**Stored records:**
Content starts
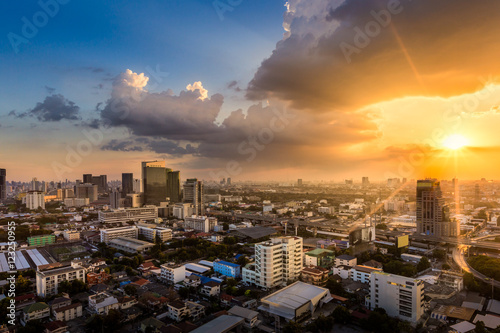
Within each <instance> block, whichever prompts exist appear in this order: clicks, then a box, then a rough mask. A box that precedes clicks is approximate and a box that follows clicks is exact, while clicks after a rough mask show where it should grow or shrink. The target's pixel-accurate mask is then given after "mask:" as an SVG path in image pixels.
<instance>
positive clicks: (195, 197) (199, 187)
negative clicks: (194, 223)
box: [184, 178, 205, 215]
mask: <svg viewBox="0 0 500 333" xmlns="http://www.w3.org/2000/svg"><path fill="white" fill-rule="evenodd" d="M184 202H187V203H191V204H192V205H193V207H194V211H195V215H204V214H205V207H204V206H205V201H204V198H203V183H202V182H201V181H198V179H196V178H190V179H187V180H186V182H185V183H184Z"/></svg>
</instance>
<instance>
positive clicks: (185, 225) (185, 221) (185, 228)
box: [184, 215, 217, 232]
mask: <svg viewBox="0 0 500 333" xmlns="http://www.w3.org/2000/svg"><path fill="white" fill-rule="evenodd" d="M216 225H217V219H216V218H215V217H207V216H196V215H193V216H191V217H185V218H184V228H185V229H194V230H196V231H202V232H210V231H213V230H214V228H215V226H216Z"/></svg>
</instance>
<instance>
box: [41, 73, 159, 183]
mask: <svg viewBox="0 0 500 333" xmlns="http://www.w3.org/2000/svg"><path fill="white" fill-rule="evenodd" d="M145 74H146V75H147V76H148V78H150V79H152V81H151V84H149V82H148V88H149V89H151V90H154V89H156V88H157V87H158V86H159V85H160V84H161V83H162V82H163V80H164V78H166V77H167V76H168V75H169V73H168V72H163V71H161V69H160V66H159V65H157V66H156V69H155V70H153V69H152V68H151V67H149V66H148V67H146V71H145ZM145 94H146V92H137V93H133V94H131V95H129V96H127V97H126V98H116V99H113V100H112V101H111V103H110V104H109V107H110V110H111V112H112V113H114V114H116V115H117V117H118V118H119V119H120V120H122V121H123V120H125V119H127V118H128V117H129V116H130V112H131V111H132V109H133V108H134V106H135V104H137V103H140V102H141V101H142V100H143V99H144V97H145ZM114 132H115V127H111V126H110V127H106V126H100V127H99V128H95V129H94V128H92V129H83V130H82V131H81V133H82V135H83V137H84V139H82V140H80V141H78V143H77V144H76V145H74V146H72V145H69V144H67V145H66V147H65V149H66V156H65V159H64V162H62V163H61V162H59V161H53V162H52V165H51V166H52V170H53V171H54V173H55V174H56V176H57V178H58V179H63V176H64V175H65V174H67V173H71V172H72V171H73V169H75V168H78V167H79V166H80V165H81V164H82V163H83V161H84V158H86V157H88V156H89V155H91V154H92V153H93V152H94V150H95V149H96V148H98V147H99V146H100V145H101V144H102V143H103V142H104V139H105V138H106V137H107V136H109V135H111V134H112V133H114ZM128 137H130V132H127V133H126V136H125V137H123V138H122V139H123V140H125V139H127V138H128Z"/></svg>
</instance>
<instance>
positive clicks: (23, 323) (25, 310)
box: [21, 302, 50, 325]
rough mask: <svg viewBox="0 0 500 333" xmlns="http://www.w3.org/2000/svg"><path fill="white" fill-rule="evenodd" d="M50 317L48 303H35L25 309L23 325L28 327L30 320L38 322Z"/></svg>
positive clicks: (27, 306)
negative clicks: (28, 321)
mask: <svg viewBox="0 0 500 333" xmlns="http://www.w3.org/2000/svg"><path fill="white" fill-rule="evenodd" d="M48 317H50V307H49V306H48V305H47V303H44V302H38V303H34V304H31V305H30V306H27V307H25V308H24V309H23V317H22V318H21V324H23V325H26V323H27V322H28V321H30V320H38V319H43V318H48Z"/></svg>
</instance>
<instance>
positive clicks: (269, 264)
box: [242, 237, 303, 288]
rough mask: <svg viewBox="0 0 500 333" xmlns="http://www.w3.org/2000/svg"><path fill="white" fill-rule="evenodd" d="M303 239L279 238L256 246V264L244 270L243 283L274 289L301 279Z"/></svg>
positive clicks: (261, 243)
mask: <svg viewBox="0 0 500 333" xmlns="http://www.w3.org/2000/svg"><path fill="white" fill-rule="evenodd" d="M302 247H303V243H302V238H301V237H277V238H272V239H271V240H270V241H266V242H262V243H258V244H256V245H255V263H254V264H249V265H247V266H246V267H245V268H243V271H242V276H243V281H245V282H248V283H252V284H255V285H257V286H260V287H263V288H264V287H265V288H273V287H276V286H282V285H286V284H287V283H288V282H289V281H295V280H297V279H299V277H300V273H301V271H302V269H303V252H302Z"/></svg>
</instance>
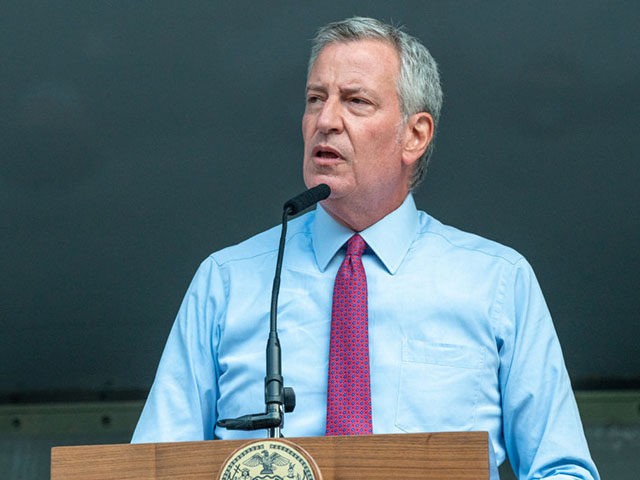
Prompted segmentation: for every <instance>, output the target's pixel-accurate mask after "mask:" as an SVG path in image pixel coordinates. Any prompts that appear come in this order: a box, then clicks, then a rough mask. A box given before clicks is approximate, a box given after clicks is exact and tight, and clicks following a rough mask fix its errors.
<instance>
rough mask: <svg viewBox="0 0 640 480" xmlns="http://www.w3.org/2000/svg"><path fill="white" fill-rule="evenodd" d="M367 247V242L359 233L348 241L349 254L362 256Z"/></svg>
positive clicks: (359, 256)
mask: <svg viewBox="0 0 640 480" xmlns="http://www.w3.org/2000/svg"><path fill="white" fill-rule="evenodd" d="M366 248H367V242H365V241H364V240H363V239H362V237H361V236H360V235H358V234H357V233H356V234H355V235H354V236H353V237H351V238H350V239H349V240H348V241H347V255H355V256H357V257H361V256H362V254H363V253H364V251H365V249H366Z"/></svg>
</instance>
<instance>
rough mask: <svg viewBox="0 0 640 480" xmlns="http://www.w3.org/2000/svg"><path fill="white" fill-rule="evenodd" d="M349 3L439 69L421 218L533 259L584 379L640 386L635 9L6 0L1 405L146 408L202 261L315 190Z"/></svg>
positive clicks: (0, 85)
mask: <svg viewBox="0 0 640 480" xmlns="http://www.w3.org/2000/svg"><path fill="white" fill-rule="evenodd" d="M354 14H358V15H367V16H376V17H379V18H381V19H383V20H387V21H389V20H391V21H394V22H399V23H402V24H404V25H406V27H407V30H408V31H409V32H411V33H413V34H414V35H416V36H418V37H420V38H421V39H422V40H423V41H424V42H425V44H426V45H427V46H428V47H429V49H430V50H431V52H432V54H433V55H434V56H435V57H436V59H437V60H438V62H439V64H440V67H441V74H442V79H443V84H444V91H445V105H444V113H443V118H442V122H441V125H440V132H439V137H438V139H437V147H436V152H435V156H434V159H433V164H432V166H431V169H430V171H429V173H428V177H427V179H426V181H425V183H424V184H423V185H422V187H421V188H420V189H419V191H418V192H417V193H416V200H417V202H418V205H419V206H420V207H421V208H422V209H424V210H426V211H428V212H429V213H431V214H432V215H434V216H436V217H437V218H439V219H440V220H442V221H444V222H446V223H449V224H452V225H455V226H457V227H459V228H462V229H465V230H470V231H473V232H475V233H479V234H481V235H484V236H487V237H489V238H492V239H495V240H497V241H500V242H502V243H506V244H508V245H510V246H512V247H514V248H516V249H517V250H519V251H520V252H522V253H523V254H524V255H525V256H526V257H527V258H528V259H529V261H530V262H531V263H532V265H533V266H534V269H535V271H536V272H537V275H538V277H539V280H540V282H541V284H542V287H543V290H544V292H545V294H546V298H547V301H548V303H549V306H550V309H551V311H552V314H553V316H554V319H555V323H556V328H557V331H558V334H559V336H560V339H561V342H562V344H563V347H564V352H565V357H566V361H567V364H568V367H569V370H570V373H571V375H572V378H573V380H574V385H576V386H578V387H587V388H601V387H612V386H615V387H620V386H632V385H636V386H637V385H638V384H639V383H640V381H639V380H640V353H639V352H640V347H639V338H640V327H639V320H640V318H639V317H640V295H639V293H638V290H639V287H640V274H639V273H638V272H639V271H640V247H639V243H640V207H639V206H640V195H639V193H638V188H637V185H638V183H640V168H639V167H638V153H637V148H638V140H639V134H638V128H639V127H640V88H639V87H640V58H639V54H638V52H639V51H640V35H639V34H638V25H640V3H639V2H631V1H629V2H615V1H614V2H611V1H607V2H604V1H595V0H590V1H582V0H571V1H562V2H557V1H537V2H524V1H518V2H507V1H444V0H442V1H413V2H383V1H378V2H350V1H339V2H335V1H329V2H318V3H311V2H295V1H288V2H264V3H262V2H233V3H232V2H228V3H227V2H224V3H223V2H213V1H211V2H207V1H187V2H176V1H171V2H169V1H166V2H152V1H61V2H44V1H40V2H35V1H17V0H8V1H7V0H5V1H4V2H2V6H0V162H1V164H0V233H1V235H0V252H1V254H0V272H1V275H0V302H1V303H0V309H1V310H0V332H2V333H1V334H0V399H5V400H6V399H9V400H14V401H16V400H20V399H29V398H54V397H55V395H59V396H65V395H68V396H71V397H74V396H76V398H77V397H78V396H82V395H88V396H91V395H100V396H102V397H103V398H108V397H109V396H110V395H118V394H120V395H132V396H137V397H144V395H145V394H146V391H147V389H148V387H149V386H150V384H151V381H152V379H153V375H154V372H155V368H156V365H157V362H158V359H159V357H160V353H161V350H162V347H163V345H164V341H165V339H166V336H167V334H168V332H169V328H170V326H171V324H172V322H173V318H174V316H175V313H176V311H177V308H178V306H179V303H180V301H181V299H182V295H183V294H184V291H185V290H186V288H187V285H188V283H189V281H190V278H191V276H192V274H193V272H194V270H195V268H196V267H197V265H198V264H199V262H200V261H201V260H202V259H203V258H204V257H206V256H207V255H208V254H209V253H211V252H212V251H214V250H216V249H219V248H221V247H223V246H226V245H228V244H231V243H235V242H237V241H240V240H242V239H243V238H245V237H247V236H249V235H251V234H253V233H257V232H258V231H260V230H263V229H265V228H267V227H269V226H271V225H274V224H276V223H277V222H278V221H279V219H280V208H281V205H282V203H283V202H284V201H285V200H286V199H287V198H289V197H290V196H292V195H294V194H296V193H298V192H299V191H301V190H302V189H303V188H304V186H303V183H302V180H301V174H300V163H301V147H302V142H301V136H300V116H301V113H302V109H303V100H304V82H305V73H306V61H307V54H308V50H309V45H310V42H309V40H310V38H311V37H313V35H314V31H315V29H316V28H317V27H318V26H319V25H321V24H324V23H326V22H328V21H331V20H337V19H340V18H343V17H346V16H351V15H354ZM283 348H286V345H285V346H283ZM285 368H286V366H285ZM118 392H119V393H118ZM123 392H128V393H123Z"/></svg>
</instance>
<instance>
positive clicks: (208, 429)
mask: <svg viewBox="0 0 640 480" xmlns="http://www.w3.org/2000/svg"><path fill="white" fill-rule="evenodd" d="M223 298H224V285H223V282H222V279H221V276H220V272H219V269H218V268H217V265H216V264H215V262H214V261H213V259H212V258H208V259H207V260H205V261H204V262H203V263H202V265H200V268H199V269H198V271H197V272H196V274H195V276H194V278H193V280H192V282H191V285H190V286H189V289H188V290H187V293H186V295H185V297H184V300H183V302H182V305H181V307H180V310H179V312H178V315H177V317H176V320H175V322H174V324H173V327H172V329H171V333H170V334H169V338H168V340H167V343H166V345H165V348H164V351H163V353H162V357H161V359H160V364H159V366H158V370H157V373H156V377H155V380H154V382H153V386H152V387H151V391H150V393H149V396H148V398H147V401H146V403H145V406H144V409H143V411H142V414H141V416H140V419H139V421H138V424H137V426H136V429H135V432H134V434H133V438H132V440H131V441H132V443H150V442H178V441H196V440H211V439H212V438H213V428H214V425H215V422H216V410H215V405H216V400H217V396H218V391H217V377H218V375H217V369H216V364H215V361H214V355H213V351H214V347H215V345H216V344H217V335H218V334H217V329H216V327H215V325H216V324H217V322H216V315H219V314H220V310H221V309H222V305H221V304H222V299H223Z"/></svg>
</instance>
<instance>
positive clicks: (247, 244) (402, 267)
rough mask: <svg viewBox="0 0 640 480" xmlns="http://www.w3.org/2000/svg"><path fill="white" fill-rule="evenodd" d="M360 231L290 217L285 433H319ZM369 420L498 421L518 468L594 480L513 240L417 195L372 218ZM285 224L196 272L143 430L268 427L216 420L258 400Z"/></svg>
Content ends
**TASK DETAILS:** Copy everything from the line containing "317L48 303H35L25 309L23" down to the line containing "positive clicks: (27, 306)", both of those lines included, word for word.

**ANSWER SECTION:**
rough mask: <svg viewBox="0 0 500 333" xmlns="http://www.w3.org/2000/svg"><path fill="white" fill-rule="evenodd" d="M50 317L48 303H35L25 309L23 325L28 327L30 320L38 322Z"/></svg>
positive clicks: (27, 306)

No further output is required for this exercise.